Padre Pino Puglisi mentre celebra la messa |
di Lirio Abbate
Sì ma verso dove? Don
Pino Puglisi ripeteva spesso questa domanda, obbligando così i ragazzi
siciliani a riflettere sul loro futuro, a chiedersi dove li avrebbe portati la
strada indicata dalla mafia. Da questo interrogativo nasceva la speranza, con
una prospettiva laica di impegno nella legalità e una visione religiosa
profonda. "Sì, ma verso dove?" è diventato il motto della sua
missione. E adesso ha trovato una risposta chiara: il sacrificio di don Puglisi
ha spinto il Vaticano ad aprire gli occhi su quello che realmente è
l'organizzazione criminale Cosa nostra, la mafia. Uomini cosiddetti d'onore,
che fanno la comunione, che vanno in chiesa a battersi il petto e portano la
statua del patrono in processione, ma nonostante ciò agiscono «in odio alla
fede», contro Dio e i suoi ministri. Forse è questo il miracolo che si potrebbe
attribuire al sacerdote, assassinato a Palermo il 15 settembre 1993. Benedetto
XVI ne ha deciso la beatificazione, riconoscendone il martirio e stabilendo che
Cosa nostra lo ha ucciso, appunto, «in odio alla fede». Ora per proclamarlo
santo la Chiesa richiede solo la prova di un evento soprannaturale.
Per la Sicilia il
decreto di papa Ratzinger è comunque una svolta, arrivata dopo un secolo e
mezzo di posizioni spesso ambigue. Anche la causa di beatificazione ha avuto un
percorso lungo, con un susseguirsi di richieste e supplementi di indagine. È
stata aperta nel 1999, con una questione fondamentale: don Pino è stato colpito
dai killer per il suo apostolato o come rappresaglia per gli interventi assunti
dalla Chiesa in quella stagione? La svolta del Vaticano sulla mafia arriva
adesso, a 19 anni dall'omicidio ordinato dai boss palermitani del parroco di
Brancaccio, il prete di cui gli stessi uomini di Cosa nostra avevano paura per
ciò che di buono faceva sul territorio.

____

**Parti dell'esercizio**
- 1) Secondo il testo su don Pino Puglisi, in quale città e in quale data fu assassinato il sacerdote?
- 2) Prosegui il testo su don Pino Puglisi a partire dalla sua ultima frase.

(Voci da una raccolta per l'etichettatura)
____

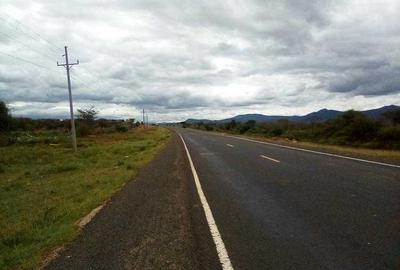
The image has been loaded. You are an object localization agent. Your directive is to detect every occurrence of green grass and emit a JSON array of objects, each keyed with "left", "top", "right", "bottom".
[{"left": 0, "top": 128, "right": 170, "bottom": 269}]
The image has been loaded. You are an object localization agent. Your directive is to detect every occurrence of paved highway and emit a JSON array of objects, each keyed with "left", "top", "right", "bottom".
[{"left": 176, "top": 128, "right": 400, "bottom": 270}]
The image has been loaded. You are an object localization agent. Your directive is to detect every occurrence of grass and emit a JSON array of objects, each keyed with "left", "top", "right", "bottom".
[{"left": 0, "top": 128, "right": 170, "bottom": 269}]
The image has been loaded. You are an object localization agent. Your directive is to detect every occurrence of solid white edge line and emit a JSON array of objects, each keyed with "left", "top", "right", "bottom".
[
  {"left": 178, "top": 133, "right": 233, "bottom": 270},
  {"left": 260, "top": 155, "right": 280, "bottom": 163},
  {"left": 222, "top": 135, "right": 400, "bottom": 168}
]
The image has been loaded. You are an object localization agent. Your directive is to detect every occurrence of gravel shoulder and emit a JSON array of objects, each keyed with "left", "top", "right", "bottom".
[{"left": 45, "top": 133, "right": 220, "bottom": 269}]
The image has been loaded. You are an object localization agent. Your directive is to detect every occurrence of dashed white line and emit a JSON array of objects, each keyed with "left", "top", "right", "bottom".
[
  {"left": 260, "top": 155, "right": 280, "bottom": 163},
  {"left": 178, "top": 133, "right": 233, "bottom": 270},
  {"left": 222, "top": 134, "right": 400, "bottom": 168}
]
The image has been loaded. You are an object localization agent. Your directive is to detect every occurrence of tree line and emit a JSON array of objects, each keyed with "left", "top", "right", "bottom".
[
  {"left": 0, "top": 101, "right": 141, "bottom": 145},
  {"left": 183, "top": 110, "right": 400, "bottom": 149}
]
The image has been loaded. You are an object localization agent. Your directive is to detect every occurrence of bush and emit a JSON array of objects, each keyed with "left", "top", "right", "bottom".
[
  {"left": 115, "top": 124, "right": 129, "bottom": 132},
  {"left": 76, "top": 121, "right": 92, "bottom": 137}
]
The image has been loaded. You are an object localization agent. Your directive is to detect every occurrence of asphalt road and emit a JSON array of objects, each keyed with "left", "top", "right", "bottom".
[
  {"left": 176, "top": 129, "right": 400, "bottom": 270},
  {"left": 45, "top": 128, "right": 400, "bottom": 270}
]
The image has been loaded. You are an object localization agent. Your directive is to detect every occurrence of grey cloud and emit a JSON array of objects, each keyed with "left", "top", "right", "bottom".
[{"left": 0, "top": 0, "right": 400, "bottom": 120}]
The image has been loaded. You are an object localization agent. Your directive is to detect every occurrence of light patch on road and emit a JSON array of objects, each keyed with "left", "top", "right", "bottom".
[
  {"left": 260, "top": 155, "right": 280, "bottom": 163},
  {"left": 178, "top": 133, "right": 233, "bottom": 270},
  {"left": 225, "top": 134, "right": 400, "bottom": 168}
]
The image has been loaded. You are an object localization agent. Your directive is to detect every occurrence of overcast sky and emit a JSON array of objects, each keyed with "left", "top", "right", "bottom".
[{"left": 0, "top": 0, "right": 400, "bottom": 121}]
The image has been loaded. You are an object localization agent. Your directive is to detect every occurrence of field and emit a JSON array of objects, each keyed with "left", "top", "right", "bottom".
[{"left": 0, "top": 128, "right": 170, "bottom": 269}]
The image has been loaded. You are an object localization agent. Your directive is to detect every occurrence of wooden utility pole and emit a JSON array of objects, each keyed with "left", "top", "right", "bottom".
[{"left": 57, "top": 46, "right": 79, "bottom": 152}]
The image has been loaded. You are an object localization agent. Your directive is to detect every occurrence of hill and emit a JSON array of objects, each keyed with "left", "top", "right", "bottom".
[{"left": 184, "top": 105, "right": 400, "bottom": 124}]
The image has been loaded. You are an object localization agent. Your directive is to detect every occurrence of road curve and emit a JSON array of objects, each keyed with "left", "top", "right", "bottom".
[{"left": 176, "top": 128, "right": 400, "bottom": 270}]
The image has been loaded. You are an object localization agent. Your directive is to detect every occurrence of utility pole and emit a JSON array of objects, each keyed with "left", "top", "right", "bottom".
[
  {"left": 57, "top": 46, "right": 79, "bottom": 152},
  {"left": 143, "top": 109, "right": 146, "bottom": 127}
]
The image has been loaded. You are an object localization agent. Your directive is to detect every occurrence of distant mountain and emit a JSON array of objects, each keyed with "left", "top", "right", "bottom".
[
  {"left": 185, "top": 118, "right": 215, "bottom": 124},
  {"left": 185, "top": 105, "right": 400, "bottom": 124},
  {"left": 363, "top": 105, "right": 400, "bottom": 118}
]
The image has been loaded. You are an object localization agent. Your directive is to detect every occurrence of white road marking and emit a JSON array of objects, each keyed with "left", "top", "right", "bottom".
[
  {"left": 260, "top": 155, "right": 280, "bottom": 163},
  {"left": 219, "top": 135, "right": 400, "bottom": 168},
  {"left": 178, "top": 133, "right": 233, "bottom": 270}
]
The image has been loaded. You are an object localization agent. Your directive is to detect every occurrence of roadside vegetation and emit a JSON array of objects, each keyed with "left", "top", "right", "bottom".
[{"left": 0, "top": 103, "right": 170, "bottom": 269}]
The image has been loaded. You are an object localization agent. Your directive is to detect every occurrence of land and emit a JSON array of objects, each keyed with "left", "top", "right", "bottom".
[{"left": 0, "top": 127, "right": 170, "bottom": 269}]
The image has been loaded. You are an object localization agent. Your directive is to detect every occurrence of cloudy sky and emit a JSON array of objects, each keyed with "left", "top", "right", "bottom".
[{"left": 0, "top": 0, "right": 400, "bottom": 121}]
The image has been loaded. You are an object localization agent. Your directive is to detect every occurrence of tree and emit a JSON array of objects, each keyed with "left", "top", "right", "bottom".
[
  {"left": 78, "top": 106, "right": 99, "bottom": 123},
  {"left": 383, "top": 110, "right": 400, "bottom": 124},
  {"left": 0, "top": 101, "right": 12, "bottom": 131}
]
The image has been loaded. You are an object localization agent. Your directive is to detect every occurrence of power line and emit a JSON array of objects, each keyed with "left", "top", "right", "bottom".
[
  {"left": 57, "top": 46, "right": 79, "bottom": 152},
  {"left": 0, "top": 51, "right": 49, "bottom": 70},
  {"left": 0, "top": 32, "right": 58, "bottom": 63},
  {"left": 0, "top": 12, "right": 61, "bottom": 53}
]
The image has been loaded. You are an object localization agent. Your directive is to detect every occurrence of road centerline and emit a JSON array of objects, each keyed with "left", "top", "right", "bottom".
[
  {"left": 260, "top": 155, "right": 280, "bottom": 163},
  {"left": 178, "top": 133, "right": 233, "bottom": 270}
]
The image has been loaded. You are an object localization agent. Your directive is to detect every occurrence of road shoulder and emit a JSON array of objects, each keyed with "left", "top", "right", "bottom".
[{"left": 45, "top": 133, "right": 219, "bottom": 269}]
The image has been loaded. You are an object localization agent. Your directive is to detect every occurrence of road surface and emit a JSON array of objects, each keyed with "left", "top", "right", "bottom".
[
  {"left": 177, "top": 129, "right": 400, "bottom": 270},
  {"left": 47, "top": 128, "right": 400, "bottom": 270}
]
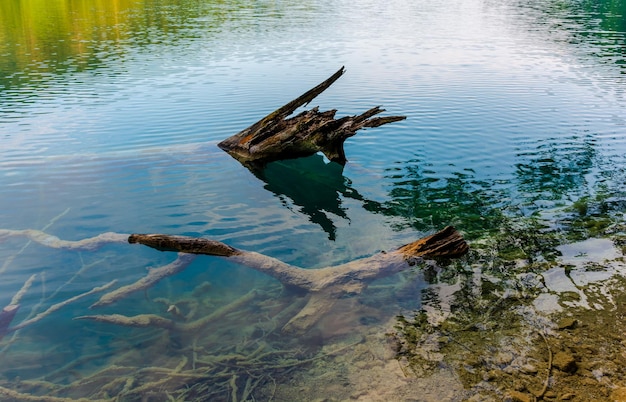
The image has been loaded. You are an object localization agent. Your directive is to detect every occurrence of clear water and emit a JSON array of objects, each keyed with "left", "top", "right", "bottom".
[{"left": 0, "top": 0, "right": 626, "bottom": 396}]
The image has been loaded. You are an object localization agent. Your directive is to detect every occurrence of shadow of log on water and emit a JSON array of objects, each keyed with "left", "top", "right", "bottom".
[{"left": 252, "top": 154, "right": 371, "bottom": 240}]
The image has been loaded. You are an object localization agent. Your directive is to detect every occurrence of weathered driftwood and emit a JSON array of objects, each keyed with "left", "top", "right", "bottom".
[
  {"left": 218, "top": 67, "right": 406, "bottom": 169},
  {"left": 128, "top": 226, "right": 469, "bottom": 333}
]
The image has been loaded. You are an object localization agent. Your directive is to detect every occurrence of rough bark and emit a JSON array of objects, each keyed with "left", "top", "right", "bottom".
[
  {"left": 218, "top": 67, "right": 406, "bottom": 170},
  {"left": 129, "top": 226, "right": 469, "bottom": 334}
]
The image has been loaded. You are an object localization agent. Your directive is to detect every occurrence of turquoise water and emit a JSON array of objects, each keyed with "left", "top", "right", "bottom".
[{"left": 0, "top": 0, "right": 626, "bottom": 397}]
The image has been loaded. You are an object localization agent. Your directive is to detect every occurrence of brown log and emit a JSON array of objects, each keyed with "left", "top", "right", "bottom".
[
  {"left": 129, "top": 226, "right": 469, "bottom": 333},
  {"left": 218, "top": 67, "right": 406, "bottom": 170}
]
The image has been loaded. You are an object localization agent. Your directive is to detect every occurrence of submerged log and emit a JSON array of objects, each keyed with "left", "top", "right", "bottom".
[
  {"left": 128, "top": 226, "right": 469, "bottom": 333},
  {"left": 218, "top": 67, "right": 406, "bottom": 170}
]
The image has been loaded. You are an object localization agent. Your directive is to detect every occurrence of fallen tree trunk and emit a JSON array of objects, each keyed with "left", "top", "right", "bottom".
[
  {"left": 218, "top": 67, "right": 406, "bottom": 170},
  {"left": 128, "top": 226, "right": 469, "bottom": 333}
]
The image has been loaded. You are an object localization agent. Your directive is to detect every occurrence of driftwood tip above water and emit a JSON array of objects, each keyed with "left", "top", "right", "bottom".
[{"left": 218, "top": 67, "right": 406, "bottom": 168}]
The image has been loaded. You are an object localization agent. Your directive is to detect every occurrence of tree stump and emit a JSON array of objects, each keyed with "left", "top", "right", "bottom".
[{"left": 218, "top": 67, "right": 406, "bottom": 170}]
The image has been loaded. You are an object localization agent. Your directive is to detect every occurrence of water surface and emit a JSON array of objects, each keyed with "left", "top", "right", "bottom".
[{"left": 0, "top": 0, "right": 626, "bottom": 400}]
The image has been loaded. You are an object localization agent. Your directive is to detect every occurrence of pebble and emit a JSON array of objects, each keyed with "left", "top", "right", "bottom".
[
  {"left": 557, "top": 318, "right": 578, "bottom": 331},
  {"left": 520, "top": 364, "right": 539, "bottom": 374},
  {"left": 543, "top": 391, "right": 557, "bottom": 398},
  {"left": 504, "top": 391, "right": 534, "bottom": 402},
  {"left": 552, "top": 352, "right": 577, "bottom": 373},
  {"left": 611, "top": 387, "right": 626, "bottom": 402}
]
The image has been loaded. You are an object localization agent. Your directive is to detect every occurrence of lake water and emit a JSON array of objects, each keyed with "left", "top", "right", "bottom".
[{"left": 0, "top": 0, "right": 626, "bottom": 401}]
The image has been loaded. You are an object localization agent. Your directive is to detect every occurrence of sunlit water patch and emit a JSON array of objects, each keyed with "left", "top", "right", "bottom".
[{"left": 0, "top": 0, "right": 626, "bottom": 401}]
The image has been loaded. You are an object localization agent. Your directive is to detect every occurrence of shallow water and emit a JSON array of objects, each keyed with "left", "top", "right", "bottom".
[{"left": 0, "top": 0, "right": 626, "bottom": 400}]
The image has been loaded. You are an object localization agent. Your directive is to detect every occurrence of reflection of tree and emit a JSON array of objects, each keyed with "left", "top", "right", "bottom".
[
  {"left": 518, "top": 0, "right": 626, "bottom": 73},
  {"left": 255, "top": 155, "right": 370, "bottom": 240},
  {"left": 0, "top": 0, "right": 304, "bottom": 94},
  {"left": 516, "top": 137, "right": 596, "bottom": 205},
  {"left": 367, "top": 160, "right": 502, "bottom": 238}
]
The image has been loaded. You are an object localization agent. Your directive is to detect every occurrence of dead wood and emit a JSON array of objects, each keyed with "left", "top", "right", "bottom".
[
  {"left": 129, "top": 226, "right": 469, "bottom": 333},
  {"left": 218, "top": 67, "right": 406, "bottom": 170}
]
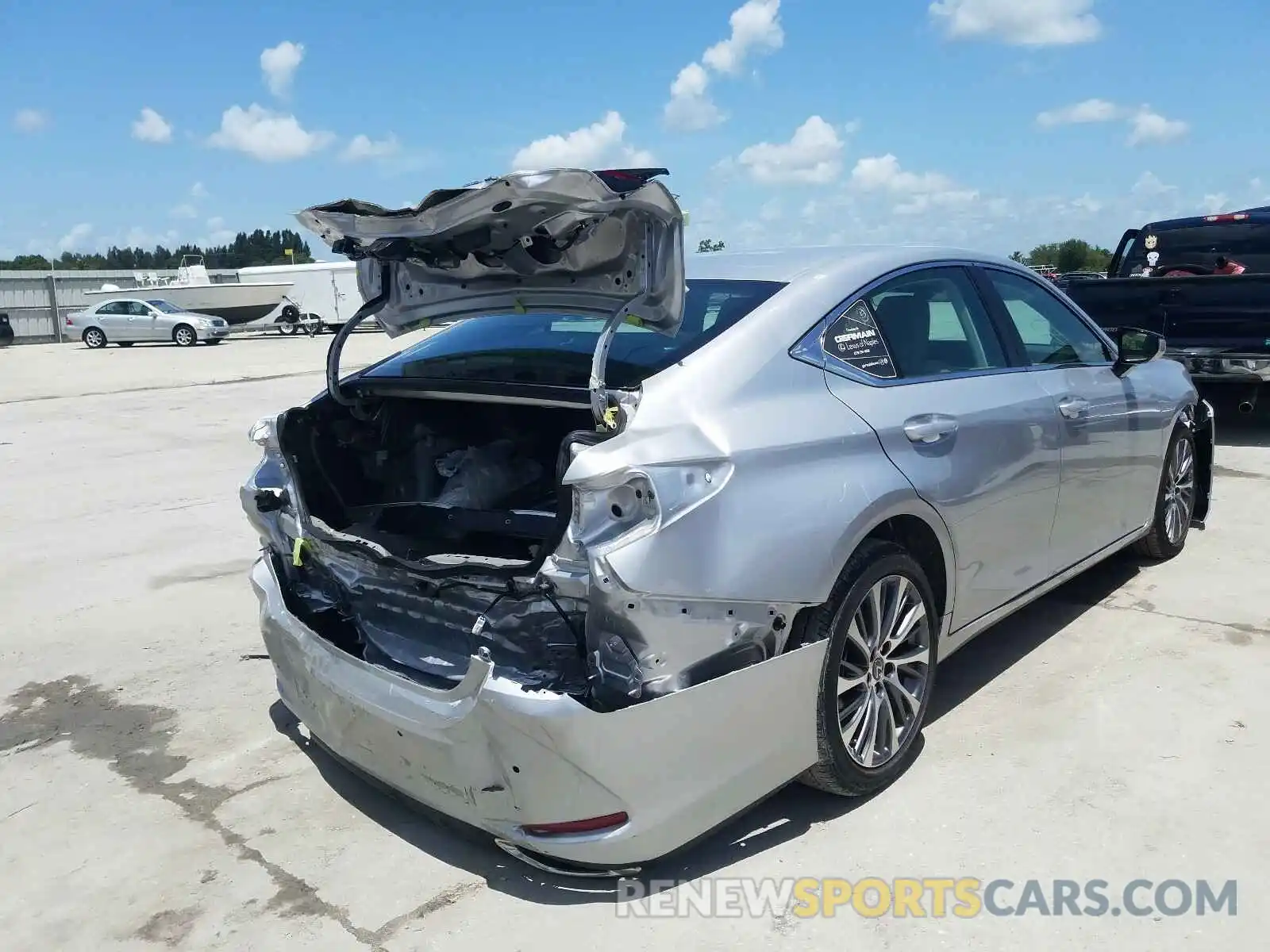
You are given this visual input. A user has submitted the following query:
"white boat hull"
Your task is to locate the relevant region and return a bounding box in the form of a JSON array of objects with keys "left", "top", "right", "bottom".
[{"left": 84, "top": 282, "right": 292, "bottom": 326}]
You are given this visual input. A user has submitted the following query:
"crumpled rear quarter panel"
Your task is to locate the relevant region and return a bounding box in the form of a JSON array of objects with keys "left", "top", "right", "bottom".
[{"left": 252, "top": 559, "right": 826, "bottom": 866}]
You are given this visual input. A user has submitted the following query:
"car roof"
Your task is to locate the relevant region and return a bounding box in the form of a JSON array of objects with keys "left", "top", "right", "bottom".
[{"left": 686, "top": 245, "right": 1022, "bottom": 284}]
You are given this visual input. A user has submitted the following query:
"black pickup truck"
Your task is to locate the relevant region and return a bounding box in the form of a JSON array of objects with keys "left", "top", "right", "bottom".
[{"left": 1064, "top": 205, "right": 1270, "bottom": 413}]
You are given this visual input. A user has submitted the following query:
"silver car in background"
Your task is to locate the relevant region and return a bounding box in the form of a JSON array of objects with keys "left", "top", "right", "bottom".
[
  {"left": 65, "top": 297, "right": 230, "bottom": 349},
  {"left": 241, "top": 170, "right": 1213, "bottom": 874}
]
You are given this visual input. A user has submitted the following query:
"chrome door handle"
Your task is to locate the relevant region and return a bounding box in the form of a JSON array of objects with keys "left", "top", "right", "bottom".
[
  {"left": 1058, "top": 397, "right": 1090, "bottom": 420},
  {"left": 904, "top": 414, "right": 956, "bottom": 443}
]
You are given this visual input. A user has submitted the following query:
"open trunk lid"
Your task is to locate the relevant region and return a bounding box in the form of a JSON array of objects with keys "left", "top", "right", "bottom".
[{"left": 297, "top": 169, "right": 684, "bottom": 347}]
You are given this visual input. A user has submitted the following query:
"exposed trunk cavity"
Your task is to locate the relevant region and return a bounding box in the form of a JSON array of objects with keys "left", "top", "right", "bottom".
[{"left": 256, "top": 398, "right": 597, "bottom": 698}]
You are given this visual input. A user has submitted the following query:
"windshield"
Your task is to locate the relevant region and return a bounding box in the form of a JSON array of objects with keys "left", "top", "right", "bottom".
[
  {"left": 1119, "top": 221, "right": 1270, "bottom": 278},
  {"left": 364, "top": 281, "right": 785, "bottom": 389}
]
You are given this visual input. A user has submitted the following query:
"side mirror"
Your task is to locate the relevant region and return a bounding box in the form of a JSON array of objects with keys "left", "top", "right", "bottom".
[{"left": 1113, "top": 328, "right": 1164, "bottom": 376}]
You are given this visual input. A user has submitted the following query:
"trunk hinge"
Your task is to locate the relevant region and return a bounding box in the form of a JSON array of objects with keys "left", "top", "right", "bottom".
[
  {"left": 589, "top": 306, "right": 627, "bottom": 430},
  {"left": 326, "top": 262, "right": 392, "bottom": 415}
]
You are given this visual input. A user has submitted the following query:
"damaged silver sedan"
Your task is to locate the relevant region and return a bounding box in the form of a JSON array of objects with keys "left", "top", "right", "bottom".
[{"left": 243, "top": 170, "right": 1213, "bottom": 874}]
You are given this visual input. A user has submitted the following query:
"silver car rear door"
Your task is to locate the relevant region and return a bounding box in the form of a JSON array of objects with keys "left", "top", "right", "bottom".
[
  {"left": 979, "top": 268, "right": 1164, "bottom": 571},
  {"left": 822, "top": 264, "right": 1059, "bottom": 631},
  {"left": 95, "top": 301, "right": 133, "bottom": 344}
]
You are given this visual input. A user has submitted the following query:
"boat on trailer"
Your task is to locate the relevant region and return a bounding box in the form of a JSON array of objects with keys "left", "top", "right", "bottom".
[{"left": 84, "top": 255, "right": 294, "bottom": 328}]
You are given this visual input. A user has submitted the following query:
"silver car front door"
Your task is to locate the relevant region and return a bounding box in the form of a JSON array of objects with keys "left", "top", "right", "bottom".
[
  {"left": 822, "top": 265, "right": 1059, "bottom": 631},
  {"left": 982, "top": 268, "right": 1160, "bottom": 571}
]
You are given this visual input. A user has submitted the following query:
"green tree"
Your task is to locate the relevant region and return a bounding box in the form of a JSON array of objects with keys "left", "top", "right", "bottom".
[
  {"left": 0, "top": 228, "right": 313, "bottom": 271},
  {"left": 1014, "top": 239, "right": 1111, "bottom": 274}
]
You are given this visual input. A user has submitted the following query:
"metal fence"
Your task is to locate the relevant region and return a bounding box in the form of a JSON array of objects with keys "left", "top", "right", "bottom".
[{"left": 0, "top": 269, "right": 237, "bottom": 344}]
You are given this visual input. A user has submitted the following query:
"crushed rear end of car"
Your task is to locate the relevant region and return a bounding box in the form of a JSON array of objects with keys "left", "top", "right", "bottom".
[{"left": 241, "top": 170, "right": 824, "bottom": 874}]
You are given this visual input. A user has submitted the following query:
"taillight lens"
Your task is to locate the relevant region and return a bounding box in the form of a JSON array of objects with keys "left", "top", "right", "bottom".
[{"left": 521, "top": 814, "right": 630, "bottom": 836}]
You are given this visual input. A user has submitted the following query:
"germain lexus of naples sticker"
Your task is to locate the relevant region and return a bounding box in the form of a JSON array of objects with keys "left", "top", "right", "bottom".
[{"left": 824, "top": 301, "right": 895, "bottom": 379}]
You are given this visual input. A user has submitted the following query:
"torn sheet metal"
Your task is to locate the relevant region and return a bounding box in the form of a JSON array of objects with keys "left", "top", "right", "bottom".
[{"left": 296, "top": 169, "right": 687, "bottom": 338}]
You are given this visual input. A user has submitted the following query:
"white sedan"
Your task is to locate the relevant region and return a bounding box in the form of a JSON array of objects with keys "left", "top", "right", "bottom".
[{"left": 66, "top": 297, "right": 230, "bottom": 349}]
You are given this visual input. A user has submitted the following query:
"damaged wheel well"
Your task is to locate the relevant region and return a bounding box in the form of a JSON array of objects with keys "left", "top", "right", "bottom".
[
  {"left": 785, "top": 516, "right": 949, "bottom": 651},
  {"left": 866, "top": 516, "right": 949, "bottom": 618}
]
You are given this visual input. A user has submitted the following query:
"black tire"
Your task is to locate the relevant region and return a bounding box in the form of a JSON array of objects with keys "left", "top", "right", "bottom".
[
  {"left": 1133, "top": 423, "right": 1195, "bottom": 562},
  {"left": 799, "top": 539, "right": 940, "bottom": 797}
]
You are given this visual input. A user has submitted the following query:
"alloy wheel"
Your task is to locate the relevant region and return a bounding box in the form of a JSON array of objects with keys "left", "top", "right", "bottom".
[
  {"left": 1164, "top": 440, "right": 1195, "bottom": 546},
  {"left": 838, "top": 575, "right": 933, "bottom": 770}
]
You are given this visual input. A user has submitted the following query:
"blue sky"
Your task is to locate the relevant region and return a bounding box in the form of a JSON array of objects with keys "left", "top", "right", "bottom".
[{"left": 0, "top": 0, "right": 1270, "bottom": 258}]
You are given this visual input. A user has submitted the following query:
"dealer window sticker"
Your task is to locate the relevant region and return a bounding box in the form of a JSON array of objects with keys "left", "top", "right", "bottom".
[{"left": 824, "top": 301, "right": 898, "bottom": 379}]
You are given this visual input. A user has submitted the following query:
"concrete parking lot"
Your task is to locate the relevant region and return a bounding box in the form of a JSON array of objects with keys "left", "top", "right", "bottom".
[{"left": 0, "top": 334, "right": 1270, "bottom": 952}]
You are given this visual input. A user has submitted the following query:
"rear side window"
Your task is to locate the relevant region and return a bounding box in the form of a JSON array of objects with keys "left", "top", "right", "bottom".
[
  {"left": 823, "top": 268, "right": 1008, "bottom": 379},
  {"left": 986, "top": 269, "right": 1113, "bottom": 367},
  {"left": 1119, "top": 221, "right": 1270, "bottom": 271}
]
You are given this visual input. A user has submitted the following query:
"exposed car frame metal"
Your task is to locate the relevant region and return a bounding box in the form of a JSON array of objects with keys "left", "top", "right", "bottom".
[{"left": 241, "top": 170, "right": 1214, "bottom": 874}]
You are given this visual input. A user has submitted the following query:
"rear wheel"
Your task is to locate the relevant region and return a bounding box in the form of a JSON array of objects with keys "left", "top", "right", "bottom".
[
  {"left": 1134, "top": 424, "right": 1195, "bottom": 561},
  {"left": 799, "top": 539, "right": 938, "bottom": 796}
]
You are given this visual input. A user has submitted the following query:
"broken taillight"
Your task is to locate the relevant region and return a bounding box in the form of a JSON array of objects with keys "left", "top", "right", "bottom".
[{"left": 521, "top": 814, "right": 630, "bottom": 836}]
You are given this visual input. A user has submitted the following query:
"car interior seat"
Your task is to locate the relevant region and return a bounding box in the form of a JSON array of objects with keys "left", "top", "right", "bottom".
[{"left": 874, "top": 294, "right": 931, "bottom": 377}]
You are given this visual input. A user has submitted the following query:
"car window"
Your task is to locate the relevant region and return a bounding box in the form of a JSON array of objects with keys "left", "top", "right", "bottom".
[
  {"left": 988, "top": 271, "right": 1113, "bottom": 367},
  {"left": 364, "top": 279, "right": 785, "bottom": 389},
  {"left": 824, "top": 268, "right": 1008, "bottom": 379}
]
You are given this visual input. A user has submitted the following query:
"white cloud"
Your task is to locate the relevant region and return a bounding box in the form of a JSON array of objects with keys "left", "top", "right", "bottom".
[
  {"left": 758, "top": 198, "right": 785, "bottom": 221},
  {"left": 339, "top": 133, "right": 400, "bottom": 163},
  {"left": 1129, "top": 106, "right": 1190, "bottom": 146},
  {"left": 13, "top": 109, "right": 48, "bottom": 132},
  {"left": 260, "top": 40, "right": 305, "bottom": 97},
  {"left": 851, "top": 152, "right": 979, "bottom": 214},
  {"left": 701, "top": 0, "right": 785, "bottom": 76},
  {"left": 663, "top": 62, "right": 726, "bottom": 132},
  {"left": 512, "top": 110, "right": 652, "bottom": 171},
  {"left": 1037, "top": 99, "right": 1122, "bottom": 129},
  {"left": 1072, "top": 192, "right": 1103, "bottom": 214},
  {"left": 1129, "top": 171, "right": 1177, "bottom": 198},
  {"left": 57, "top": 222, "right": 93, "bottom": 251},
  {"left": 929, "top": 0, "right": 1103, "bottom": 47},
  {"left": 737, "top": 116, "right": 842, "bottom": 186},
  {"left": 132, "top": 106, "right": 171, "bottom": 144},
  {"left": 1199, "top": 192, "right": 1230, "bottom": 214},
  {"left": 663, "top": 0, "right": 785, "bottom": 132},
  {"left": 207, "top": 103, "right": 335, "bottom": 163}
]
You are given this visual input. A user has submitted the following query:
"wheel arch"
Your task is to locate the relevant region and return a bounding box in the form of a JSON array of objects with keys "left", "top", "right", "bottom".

____

**Risposte per consegna**
- 1) A Palermo, il 15 settembre 1993.

- 2)
Cinque mesi prima del
delitto, Giovanni Paolo II aveva pronunciato uno storico discorso ad Agrigento:
«Nel nome di Cristo crocifisso e risorto, di questo Cristo che è via, verità,
vita, mi rivolgo ai responsabili: convertitevi! Un giorno verrà il giudizio di
Dio!».
La reazione dei
corleonesi fu violentissima, concretizzata nelle bombe fatte esplodere contro
due chiese romane nell'estate 1993: un ordigno fu piazzato in San Giovanni in
Laterano, dove viveva il presidente dei vescovi italiani. Oggi, come spiegano
fonti autorevoli vaticane, «non può essere messa accanto la morte di don
Puglisi e la sua beatificazione con l'anatema lanciato da papa Giovanni Paolo
II contro la mafia nel maggio del 1993 nella valle dei Templi».
I killer hanno
ammazzato il sacerdote per quello che aveva fatto e avrebbe continuato a fare.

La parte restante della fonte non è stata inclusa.